[Texte fourni]:
..............................

La Banque alimentaire de Nouvelle-Calédonie

En tant que présidente de la Banque Alimentaire, j’ai participé aux réunions de la Cellule gouvernementale de crise Covid 19 dirigées par Isabelle Champmoreau, Membre du Gouvernement en charge de l’enseignement et de la famille. Cette crise du Covid-19 a permis de faire débloquer des fonds et des aides en personnel pour installer la Banque Alimentaire dans 2 locaux mis gracieusement à disposition pour un an par deux organismes publics, l’OPT et la SIC . Le Gouvernement et la Province Sud ont débloqué des subventions en urgence pour que la BANC puisse être opérationnelle en 15 jours.

Cette avancée majeure au profit des plus démunis résulte d’un travail entamé en 2019 visant à disposer de locaux de stockage et d’un snack où nous pourrions préparer des repas solidaires avec les invendus alimentaires. Plusieurs tonnes de légumes ont été offertes par des agriculteurs et par l’organisme public en charge de l’alimentation. Ces stocks ont été répartis sur l’ensemble de la Nouvelle-Calédonie, au nom de la solidarité. Les associations caritatives ont recensé entre 5.000 et 10.000 personnes demandeuses d’aide alimentaire. Il y en aura certainement davantage dans la période à venir. Par ailleurs, pendant le confinement, les enfants boursiers n’ont pas pu aller à la cantine. Beaucoup n’ont eu qu’un repas par jour.

..............................

[Données fournies]:
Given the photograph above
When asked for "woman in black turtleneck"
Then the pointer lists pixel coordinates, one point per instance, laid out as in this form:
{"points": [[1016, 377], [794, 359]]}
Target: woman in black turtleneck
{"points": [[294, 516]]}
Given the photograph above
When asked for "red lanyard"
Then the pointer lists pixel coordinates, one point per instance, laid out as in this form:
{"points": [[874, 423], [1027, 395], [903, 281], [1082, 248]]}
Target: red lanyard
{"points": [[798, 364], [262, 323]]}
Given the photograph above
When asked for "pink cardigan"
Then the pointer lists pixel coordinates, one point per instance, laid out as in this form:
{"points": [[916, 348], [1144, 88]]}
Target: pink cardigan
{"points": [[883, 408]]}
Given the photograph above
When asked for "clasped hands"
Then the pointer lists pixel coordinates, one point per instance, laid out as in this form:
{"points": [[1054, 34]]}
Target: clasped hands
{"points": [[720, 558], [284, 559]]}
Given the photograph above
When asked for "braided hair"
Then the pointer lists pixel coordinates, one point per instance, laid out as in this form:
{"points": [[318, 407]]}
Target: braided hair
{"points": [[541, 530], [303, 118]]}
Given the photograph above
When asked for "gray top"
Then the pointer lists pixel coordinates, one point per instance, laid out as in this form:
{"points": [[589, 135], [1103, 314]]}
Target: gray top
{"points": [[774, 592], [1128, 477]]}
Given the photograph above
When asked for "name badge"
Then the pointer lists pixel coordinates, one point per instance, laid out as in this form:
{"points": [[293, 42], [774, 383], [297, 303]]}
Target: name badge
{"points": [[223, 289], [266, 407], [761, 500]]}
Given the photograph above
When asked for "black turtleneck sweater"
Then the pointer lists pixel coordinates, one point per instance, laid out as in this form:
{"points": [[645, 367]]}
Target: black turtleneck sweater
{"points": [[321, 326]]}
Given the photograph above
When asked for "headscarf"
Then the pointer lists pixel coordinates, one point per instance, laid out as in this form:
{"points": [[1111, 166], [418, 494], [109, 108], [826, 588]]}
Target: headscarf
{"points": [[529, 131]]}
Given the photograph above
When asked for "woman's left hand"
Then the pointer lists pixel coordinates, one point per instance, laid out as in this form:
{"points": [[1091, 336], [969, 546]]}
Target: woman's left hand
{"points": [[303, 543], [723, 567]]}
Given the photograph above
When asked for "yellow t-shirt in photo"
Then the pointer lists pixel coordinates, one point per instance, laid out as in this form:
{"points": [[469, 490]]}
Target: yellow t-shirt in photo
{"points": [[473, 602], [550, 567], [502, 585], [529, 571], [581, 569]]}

..............................

[Le problème]:
Poursuivez le texte sur la Banque alimentaire de Nouvelle-Calédonie juste après sa dernière phrase. Les items ne servent à rien ici.

[Réponse]:
La solidarité et la générosité ont bien joué en Nouvelle-Calédonie. Nos appels aux dons ont eu un écho important et nous ont permis, en partenariat avec les Chefs Solidaires, de composer des repas complets au profit des plus démunis. Il ne faut pas que les gens aient faim en Calédonie. Cette situation de crise met en lumière l’importance de l’autosuffisance alimentaire. Car avec les aéroports fermés, les importations en provenance d’Europe et de la grande région, Australie et Nouvelle-Zélande ont été stoppées. Nous en dépendons pour l’essentiel de notre alimentation. Plus d’approvisionnements extérieurs et des stocks non extensibles : c’est bien la question de la pénurie qui aurait pu se poser si la situation s’était prolongée.

Ce qui amène cette interrogation simple : qui produit quoi sur place et en quelle quantité ? Dans ce pays de moins de 300.000 habitants, les producteurs locaux bénéficient de mesures de protection : on s’en félicite en temps normal, mais l’épisode Covid a plus que jamais légitimé leur rôle dans nos circuits de consommation et l’appui public dont ils bénéficient. Quant aux producteurs BIO, ils n’ont jamais aussi bien vendu leurs produits.

Les marchés restés ouverts au Mont-Dore et à Païta, les deux agglomérations aux abords
de Nouméa, ont rencontré un grand succès. J’espère que l’on continuera à soutenir les entrepreneurs qui veulent investir dans la terre et l’élevage : en Calédonie, nous avons un énorme potentiel agro-alimentaire à exploiter.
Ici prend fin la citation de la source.